● **Exercise set**
1. Could you output the passage about television, word for word, from "Take the serialized" to "as a medium."?
2. Would you write the next part of the commentary on the future of television, continuing after its final sentence?

Take the serialized Wet Hot American Summer reboot on Netflix, which was clearly filmed around its actors’ other commitments, and which wrote the meta-ness of that into its scripts. Take the fact that the Wet Hot reboot also spawned a documentary about its own making. “Television” is pretty much, at this point, “whatever consumers will watch,” and consumers are pretty permissive when it comes to things like production value. As long as something amuses/horrifies/intrigues/delights/distracts, we’ll at least give it a try. So while, sure, cable and streaming and all the new production outfits that have come on to the scene are going to change things, I don't really see why it would be a peak-and-decline situation. More like a slow evolution—an expansion of how we think about “television” as a medium.

The new definition of “television” seems flexible enough to encompass many, many different types of shows, both costly and not very.

The “real buzz” thing is interesting, too, I think, but not necessary for the reason Landgraf gives. Landgraf's is a very production-centric view, which makes sense given his job, but his definition of “buzz” seems to ignore the role that the Internet—a whole universe of people happy to recap and live-tweet and next-day-water-cooler and fan-fic the shows they watch and hate-watch and love and love to hate—plays in curating and introducing shows to new audiences. Hype may exist in a (somewhat) closed system, it’s true, even if the system, given the audience of potential Internet-streamers, is huge. To me, though, the most interesting questions here are about the social conventions that have yet to be fully shaped, and that will in turn shape that hype. What's the statute of limitations on spoiling, for example—a day? A week? A month? A year? How do you talk about TV when TV is no longer, strictly, “television”? There’s a great Key & Peele sketch that gets into that, featuring a dinner party where literally nothing can be talked about because everything will be a spoiler to someone. And it definitely does remain to be seen what television will become once it’s taken, for the most part, out of time.

● **Dataset rows**

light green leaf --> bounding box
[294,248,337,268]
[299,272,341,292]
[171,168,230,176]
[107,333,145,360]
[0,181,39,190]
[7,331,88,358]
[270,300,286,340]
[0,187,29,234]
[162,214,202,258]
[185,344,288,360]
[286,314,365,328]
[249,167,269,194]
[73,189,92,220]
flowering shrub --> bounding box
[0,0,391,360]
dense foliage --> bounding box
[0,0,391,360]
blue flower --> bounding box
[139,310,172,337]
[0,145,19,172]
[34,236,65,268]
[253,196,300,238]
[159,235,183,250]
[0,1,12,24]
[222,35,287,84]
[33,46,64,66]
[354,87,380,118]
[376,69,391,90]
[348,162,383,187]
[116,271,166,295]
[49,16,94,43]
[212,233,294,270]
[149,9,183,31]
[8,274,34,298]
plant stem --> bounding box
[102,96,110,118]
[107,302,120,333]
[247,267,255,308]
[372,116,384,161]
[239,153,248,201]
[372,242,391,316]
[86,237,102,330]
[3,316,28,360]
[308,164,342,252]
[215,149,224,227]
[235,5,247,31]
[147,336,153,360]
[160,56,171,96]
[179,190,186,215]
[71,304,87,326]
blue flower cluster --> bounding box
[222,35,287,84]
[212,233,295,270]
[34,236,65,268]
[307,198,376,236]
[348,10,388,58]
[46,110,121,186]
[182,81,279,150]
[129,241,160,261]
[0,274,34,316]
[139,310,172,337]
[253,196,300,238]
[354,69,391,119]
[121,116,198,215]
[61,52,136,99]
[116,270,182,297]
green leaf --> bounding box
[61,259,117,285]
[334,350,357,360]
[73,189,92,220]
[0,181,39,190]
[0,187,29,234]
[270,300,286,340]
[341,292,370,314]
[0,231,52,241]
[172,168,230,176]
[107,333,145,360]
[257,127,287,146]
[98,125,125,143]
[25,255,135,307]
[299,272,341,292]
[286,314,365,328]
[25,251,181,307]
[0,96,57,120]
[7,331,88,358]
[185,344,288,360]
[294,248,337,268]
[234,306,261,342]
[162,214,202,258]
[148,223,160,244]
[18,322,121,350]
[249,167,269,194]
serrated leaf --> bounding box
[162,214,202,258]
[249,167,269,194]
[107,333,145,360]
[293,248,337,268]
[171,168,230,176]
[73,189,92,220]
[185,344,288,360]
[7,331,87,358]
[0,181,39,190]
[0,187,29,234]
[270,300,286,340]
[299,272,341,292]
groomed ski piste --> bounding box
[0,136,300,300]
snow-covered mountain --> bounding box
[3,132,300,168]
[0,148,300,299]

● **The responses**
1.
Take the serialized Wet Hot American Summer reboot on Netflix, which was clearly filmed around its actors’ other commitments, and which wrote the meta-ness of that into its scripts. Take the fact that the Wet Hot reboot also spawned a documentary about its own making. “Television” is pretty much, at this point, “whatever consumers will watch,” and consumers are pretty permissive when it comes to things like production value. As long as something amuses/horrifies/intrigues/delights/distracts, we’ll at least give it a try. So while, sure, cable and streaming and all the new production outfits that have come on to the scene are going to change things, I don't really see why it would be a peak-and-decline situation. More like a slow evolution—an expansion of how we think about “television” as a medium.

2.
David, what do you think? Is Landgraf more right than I’m giving him credit for? And/or are we actually approaching the Nougat Epoch?


Sims: If nothing else, I’m happy we’re transitioning from an entertainment era of cold, hard metal to delicious candy. But the idea of a “Caramel Age” represented by shows like Empire, Jane the Virgin, and How to Get Away With Murder strikes me as more specifically about the new, healthier direction of network television away from trying to ape the gritty, anti-heroic “Golden Age.” For years, the big networks tried and failed to ape their cable competitors with grim offerings that seemed to assume that darkness, chiefly, was what distinguished shows like The Sopranos, Mad Men, and Breaking Bad. But then came a new wave of self-aware, heightened serials that know when to have fun and when to double down on the dramatics. These shows are exactly what networks like ABC and Fox need to stay afloat: the kind of “event TV” that you invite your friends over to watch. By the end of its first season run, Empire had a similar share of African American viewers to the Super Bowl. The advertising model may be dead for smaller networks, but there’s still room for it to thrive with a network audience.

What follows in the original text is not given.